WHAT IS BEING ASKED: Every record listed below should be copied exactly.

SUPPLIED MATERIAL section start

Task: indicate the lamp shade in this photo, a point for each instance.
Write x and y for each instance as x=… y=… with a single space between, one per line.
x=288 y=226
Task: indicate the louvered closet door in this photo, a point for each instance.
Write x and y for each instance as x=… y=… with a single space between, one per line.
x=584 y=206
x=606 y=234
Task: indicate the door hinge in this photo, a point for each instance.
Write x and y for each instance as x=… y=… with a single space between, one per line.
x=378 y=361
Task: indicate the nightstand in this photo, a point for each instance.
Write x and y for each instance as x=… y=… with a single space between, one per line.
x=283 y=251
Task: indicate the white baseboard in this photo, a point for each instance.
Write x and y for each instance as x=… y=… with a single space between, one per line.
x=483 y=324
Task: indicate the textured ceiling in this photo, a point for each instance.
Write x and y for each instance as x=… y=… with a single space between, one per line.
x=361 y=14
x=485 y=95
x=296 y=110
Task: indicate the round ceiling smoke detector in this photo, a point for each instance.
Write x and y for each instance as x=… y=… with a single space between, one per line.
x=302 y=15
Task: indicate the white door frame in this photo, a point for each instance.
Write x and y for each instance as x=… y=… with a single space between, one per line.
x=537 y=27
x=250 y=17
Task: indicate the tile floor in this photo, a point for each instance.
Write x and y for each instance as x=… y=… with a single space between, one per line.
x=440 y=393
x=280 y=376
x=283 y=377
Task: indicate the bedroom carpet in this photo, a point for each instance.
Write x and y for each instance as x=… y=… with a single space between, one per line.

SUPPLIED MATERIAL section end

OUTPUT BELOW:
Task: indicate the lamp shade in this photo, a point for each instance.
Write x and y for each instance as x=… y=… with a single space between, one per line.
x=288 y=226
Task: indicate the louvered closet door in this photo, a point for each instance.
Write x and y for each instance as x=… y=… with a single space between, one per line.
x=584 y=206
x=606 y=234
Task: indicate the door hinge in this photo, a point for each instance.
Write x and y for each instance as x=… y=… with a single space between, one per line.
x=378 y=361
Task: indicate the nightstand in this photo, a point for each instance.
Write x and y for each instance as x=… y=… with a single space between, one per line.
x=283 y=251
Task: indicate the white baseboard in this photo, a point for each instance.
Write x and y for each instance as x=… y=… with a single space between, one per line.
x=483 y=324
Task: indicate the textured ceiling in this photo, a point for each instance.
Write x and y for each instance as x=… y=… with a single space between, one per line.
x=361 y=14
x=485 y=95
x=296 y=110
Task: indicate the round ceiling smoke detector in this photo, a point for each instance.
Write x and y for each instance as x=… y=… with a single space between, one per line.
x=302 y=15
Task: indicate the white door frame in this photo, a point for each instance.
Write x and y for each instance as x=… y=… with a single space between, one per line.
x=537 y=27
x=250 y=17
Task: indicate the tile floor in this photo, a point for each instance.
Write x and y for each instance as x=… y=… with a single space between, one per line.
x=440 y=393
x=280 y=376
x=283 y=377
Task: indicate the bedroom carpet in this photo, a point for each instance.
Write x and y for each instance as x=… y=… with a single space between, one per line.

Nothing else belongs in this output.